> [Problem statement]
Answer these questions about the interview transcript:
1. How many sisters does Kyle Richards say there are?
2. How long ago does Richards say the family lost their mom?
3. According to Richards, what was the matter actually about, if not a DUI?

> [Text provided]
This is a rush transcript from "On the Record ," June 12, 2007. This copy may not be in its final form and may be updated.

GRETA VAN SUSTEREN, HOST: Is there a different side to Paris Hilton that few people see? Paris Hilton's aunt, Kyle Richards, went "On the Record."

(BEGIN VIDEOTAPE)

VAN SUSTEREN: Kyle, you are one of how many sisters?

KYLE RICHARDS, PARIS HILTON'S AUNT: Three.

VAN SUSTEREN: Who's the oldest?

RICHARDS: Kathy, Kim, and Kyle.

VAN SUSTEREN: Kathy is the mother of?

RICHARDS: Paris.

VAN SUSTEREN: Paris.

RICHARDS: And Nikki and Baron and Conrad.

VAN SUSTEREN: How close are you to Kathy?

RICHARDS: Well, the family is an extremely tight-knit family. You know, we lost our mom five years ago, so I think we've all sort of taken the place of being Mom, you know, to each other.

VAN SUSTEREN: Since this has sort of developed, I guess since May 4, in large amount since the sentencing, can you describe the impact on Kathy and her father and just the whole family, your niece's arrest?

RICHARDS: This has had such an enormous impact on our entire family. No one could ever have imagined going through something like this. I would definitely say it's been the hardest thing since losing our mom — extremely painful, just kind of in daze. And you just can't believe that this is happening over such a minor thing. I'm not saying minor with the DUI because, obviously, that's a big deal. But this was not about a DUI. It was driving with a suspended license. And we just kind of are in shock.

VAN SUSTEREN: If I ran into Paris in a Starbucks, just the two of us, and we were standing in line getting coffee, what do you think my impression of her would be?

(Object detection data)
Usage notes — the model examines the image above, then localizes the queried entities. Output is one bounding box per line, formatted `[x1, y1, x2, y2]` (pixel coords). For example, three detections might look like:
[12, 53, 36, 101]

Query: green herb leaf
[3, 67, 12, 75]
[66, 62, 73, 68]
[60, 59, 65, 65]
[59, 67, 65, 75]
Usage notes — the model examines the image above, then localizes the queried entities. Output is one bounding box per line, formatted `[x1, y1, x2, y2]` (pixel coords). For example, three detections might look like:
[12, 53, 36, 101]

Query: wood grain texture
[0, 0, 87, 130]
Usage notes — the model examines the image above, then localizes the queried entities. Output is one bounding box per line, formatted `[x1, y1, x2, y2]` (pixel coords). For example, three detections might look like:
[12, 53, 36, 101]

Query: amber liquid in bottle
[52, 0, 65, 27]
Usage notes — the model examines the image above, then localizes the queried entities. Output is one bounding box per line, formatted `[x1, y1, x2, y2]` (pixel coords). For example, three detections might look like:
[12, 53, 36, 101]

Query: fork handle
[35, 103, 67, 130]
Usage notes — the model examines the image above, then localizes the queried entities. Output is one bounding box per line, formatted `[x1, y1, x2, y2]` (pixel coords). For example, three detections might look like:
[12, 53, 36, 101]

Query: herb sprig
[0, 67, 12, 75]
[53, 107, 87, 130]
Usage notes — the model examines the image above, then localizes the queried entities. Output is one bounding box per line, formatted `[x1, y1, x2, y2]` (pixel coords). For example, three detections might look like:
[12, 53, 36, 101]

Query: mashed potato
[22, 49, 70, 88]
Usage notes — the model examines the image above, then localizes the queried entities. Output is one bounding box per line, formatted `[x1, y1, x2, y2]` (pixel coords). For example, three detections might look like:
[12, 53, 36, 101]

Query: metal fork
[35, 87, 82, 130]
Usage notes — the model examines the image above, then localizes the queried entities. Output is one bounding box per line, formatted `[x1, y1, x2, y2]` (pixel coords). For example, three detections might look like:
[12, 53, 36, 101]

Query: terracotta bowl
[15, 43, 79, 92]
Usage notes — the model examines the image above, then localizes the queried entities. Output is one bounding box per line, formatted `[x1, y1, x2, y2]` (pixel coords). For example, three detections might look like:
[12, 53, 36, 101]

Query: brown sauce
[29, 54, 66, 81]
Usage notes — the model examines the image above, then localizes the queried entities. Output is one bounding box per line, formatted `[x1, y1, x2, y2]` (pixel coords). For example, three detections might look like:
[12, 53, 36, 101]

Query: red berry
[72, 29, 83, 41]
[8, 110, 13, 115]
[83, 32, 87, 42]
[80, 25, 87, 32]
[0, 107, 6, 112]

> [Written reply]
1. There are three sisters.
2. The family lost their mom five years ago.
3. It was about driving with a suspended license.